── Excerpted passage ──
In the past year, I have sat with weeping mothers — constituents of mine — whose children were slain by fellow teenagers. Juvenile arrests in Lynnwood, a city in my legislative district, have nearly tripled, from 130 in 2022 to 355 in 2024. During these heartbreaking meetings, I find myself racked with guilt.
I am culpable.
In analyzing the causal factors in the epidemic of juvenile violence, the first contributor is the Legislature’s abject failure to fully fund K-12 education. At least 40% of youth on probation qualify for special education, which has been sorely under-resourced. Positions that offer early intervention have been cut: one of my school districts had to lay off 13 family advocates and two drug and alcohol counselors.
Youth entangled with our juvenile legal system are often also in the grips of mental health and substance-use challenges. Under Washington state law, youth 13 and older can refuse behavioral health treatment. Parents keenly aware that their children are unwell are rendered helpless. The Legislature attempted to remedy this, but the measure fell short.
───
── Given data ──
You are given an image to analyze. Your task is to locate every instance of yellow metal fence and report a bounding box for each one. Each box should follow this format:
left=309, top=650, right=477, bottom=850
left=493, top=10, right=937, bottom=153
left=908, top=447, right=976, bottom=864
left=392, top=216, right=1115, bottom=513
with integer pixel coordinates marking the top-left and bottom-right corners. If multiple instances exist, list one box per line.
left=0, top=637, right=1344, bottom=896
───
## Things to do
1. According to the passage on juvenile violence, how many family advocates did one of the author's school districts have to lay off?
2. Translate this sentence from the passage on juvenile violence into Spanish: "Under Washington state law, youth 13 and older can refuse behavioral health treatment."
3. Reproduce the passage on juvenile violence from "Youth entangled with" to "measure fell short.".

## Responses per task
1. Thirteen family advocates.

2. Según la ley del estado de Washington, los jóvenes de 13 años o más pueden rechazar el tratamiento de salud conductual.

3.
Youth entangled with our juvenile legal system are often also in the grips of mental health and substance-use challenges. Under Washington state law, youth 13 and older can refuse behavioral health treatment. Parents keenly aware that their children are unwell are rendered helpless. The Legislature attempted to remedy this, but the measure fell short.